<<<<

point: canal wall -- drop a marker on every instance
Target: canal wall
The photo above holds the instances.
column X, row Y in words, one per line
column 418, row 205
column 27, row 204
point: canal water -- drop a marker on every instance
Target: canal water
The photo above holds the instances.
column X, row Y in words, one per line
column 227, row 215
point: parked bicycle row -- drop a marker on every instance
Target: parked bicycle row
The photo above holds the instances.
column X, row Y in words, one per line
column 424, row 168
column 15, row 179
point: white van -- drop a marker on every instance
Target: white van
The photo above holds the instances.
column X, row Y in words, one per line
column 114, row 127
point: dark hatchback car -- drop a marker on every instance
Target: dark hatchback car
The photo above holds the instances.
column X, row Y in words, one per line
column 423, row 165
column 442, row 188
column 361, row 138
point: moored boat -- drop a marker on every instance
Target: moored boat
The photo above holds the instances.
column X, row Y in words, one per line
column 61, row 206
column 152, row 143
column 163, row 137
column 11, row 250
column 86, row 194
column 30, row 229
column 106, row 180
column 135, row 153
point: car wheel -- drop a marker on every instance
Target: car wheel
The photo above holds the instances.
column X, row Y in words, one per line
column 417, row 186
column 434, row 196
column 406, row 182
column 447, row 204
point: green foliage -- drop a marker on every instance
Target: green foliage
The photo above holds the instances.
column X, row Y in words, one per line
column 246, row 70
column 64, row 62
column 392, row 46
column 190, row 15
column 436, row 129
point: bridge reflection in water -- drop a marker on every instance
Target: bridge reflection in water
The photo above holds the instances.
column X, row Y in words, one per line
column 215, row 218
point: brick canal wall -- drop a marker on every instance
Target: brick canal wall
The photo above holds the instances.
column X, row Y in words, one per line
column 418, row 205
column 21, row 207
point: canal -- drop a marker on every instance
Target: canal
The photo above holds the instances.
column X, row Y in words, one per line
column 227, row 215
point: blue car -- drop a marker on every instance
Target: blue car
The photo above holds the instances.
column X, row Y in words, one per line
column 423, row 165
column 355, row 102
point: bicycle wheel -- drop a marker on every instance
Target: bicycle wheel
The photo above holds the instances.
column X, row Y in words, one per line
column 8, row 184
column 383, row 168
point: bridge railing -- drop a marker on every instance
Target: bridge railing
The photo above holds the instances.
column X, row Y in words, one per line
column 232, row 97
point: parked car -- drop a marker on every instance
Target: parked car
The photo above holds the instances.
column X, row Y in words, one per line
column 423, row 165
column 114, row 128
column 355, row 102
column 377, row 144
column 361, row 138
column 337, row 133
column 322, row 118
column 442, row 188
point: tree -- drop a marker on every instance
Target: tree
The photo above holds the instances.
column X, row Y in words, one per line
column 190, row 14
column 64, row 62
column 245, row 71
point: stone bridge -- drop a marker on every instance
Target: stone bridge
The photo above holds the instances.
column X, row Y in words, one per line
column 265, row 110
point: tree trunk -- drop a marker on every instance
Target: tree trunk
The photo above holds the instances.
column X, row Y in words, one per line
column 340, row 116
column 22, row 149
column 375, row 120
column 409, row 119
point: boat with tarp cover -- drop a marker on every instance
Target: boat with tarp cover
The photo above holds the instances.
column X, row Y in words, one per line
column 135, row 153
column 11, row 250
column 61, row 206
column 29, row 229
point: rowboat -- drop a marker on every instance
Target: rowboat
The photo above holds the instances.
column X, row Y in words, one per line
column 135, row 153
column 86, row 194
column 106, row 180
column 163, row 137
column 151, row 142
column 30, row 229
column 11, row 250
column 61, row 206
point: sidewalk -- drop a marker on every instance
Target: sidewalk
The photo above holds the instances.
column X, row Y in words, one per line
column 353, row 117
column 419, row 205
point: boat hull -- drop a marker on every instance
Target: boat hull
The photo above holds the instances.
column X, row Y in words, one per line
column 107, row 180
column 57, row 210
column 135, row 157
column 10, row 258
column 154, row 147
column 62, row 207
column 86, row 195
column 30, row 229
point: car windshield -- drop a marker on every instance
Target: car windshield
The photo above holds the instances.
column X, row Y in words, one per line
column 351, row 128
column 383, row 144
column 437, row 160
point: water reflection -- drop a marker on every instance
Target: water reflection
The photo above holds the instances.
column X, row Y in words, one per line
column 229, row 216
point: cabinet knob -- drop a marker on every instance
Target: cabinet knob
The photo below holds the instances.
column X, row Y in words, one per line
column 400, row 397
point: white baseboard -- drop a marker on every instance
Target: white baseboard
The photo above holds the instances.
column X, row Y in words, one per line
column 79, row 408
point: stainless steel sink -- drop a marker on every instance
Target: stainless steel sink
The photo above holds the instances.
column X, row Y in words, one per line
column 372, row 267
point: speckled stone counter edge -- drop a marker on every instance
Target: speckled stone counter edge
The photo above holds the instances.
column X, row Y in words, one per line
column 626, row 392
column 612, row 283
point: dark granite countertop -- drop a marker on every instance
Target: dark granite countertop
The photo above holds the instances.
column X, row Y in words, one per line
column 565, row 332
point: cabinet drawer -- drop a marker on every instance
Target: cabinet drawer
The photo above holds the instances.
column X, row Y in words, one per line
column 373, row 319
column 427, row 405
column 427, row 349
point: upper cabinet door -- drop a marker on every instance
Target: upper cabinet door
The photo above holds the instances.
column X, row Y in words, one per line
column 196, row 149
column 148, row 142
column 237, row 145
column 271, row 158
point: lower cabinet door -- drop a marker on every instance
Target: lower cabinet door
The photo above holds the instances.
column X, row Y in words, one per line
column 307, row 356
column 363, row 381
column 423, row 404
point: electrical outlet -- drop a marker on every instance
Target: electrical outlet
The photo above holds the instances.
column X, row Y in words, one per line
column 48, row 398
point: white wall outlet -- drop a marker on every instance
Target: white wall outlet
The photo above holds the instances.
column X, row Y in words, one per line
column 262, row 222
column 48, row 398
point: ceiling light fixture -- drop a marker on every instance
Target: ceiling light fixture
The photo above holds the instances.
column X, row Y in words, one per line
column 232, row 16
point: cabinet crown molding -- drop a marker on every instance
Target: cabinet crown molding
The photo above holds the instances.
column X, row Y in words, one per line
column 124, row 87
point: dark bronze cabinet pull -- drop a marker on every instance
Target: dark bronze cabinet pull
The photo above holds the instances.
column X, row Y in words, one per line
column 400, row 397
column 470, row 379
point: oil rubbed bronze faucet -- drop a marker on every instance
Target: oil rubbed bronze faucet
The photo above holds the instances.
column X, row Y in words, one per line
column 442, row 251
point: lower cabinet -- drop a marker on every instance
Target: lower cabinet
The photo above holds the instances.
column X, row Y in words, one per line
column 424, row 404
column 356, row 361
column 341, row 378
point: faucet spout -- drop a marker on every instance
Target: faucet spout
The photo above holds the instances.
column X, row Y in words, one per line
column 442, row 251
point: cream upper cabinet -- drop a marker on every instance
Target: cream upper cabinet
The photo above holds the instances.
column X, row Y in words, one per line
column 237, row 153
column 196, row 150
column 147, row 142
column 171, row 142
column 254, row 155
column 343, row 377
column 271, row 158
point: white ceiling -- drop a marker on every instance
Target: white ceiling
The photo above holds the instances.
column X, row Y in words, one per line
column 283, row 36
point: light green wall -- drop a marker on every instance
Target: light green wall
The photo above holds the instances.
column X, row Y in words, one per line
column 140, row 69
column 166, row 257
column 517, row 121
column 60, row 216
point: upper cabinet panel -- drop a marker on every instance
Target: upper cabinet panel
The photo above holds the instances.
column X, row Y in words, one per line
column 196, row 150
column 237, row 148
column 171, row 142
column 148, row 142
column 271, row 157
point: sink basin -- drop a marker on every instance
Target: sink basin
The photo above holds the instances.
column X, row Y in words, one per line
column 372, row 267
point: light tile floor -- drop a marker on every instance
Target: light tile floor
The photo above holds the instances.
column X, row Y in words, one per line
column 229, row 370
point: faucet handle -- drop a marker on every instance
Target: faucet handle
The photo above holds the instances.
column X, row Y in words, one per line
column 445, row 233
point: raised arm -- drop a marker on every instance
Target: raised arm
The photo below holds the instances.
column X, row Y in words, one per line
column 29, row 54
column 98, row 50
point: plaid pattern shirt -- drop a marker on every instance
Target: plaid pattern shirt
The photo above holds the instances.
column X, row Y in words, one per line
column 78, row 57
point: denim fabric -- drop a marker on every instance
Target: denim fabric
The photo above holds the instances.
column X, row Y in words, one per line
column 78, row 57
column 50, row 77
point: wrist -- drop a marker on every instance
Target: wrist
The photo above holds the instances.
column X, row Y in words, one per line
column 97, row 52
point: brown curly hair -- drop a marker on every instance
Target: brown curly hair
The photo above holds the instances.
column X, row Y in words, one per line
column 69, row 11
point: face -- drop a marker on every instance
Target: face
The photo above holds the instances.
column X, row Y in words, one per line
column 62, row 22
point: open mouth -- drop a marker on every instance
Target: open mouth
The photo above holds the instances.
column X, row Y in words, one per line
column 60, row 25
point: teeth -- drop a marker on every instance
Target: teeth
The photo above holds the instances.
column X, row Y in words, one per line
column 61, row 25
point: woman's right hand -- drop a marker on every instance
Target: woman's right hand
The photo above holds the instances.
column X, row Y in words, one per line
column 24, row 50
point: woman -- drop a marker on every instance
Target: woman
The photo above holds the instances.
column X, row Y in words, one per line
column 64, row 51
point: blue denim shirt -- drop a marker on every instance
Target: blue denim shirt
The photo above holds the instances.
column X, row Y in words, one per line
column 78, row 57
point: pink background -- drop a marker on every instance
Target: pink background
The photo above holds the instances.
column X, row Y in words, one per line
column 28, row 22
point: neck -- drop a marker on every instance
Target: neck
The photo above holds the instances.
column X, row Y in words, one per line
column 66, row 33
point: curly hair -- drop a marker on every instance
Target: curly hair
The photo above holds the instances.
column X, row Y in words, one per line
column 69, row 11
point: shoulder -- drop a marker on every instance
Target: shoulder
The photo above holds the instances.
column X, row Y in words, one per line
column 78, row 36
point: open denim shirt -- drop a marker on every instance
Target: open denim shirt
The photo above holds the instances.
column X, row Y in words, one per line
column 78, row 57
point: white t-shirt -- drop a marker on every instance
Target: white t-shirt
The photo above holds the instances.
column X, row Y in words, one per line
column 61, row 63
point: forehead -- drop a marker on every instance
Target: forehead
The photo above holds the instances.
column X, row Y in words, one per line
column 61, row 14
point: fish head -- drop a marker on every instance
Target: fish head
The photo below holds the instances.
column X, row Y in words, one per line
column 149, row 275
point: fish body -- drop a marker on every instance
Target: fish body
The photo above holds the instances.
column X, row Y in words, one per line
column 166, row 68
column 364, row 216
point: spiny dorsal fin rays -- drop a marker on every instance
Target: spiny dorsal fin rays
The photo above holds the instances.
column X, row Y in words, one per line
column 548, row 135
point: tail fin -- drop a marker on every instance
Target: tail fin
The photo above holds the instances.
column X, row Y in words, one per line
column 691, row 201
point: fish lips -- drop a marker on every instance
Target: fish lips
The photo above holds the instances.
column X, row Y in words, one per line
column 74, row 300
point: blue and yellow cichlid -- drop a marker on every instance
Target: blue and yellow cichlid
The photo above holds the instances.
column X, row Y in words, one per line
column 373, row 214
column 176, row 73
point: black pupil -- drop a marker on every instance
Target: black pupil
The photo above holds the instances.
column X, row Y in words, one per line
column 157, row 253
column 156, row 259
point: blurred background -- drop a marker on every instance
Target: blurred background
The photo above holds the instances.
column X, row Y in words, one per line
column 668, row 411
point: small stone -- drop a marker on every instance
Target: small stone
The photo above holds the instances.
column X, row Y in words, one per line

>>>>

_Solicitud escrita_: Copia de nuevo todo lo que va desde la línea que contiene "point: faucet handle" hasta la que contiene "column 445, row 233", ambas incluidas, y sustituye "drop a marker" por "place a marker" sin tocar nada más.

_Solución_:
point: faucet handle -- place a marker on every instance
Target: faucet handle
The photo above holds the instances.
column X, row Y in words, one per line
column 445, row 233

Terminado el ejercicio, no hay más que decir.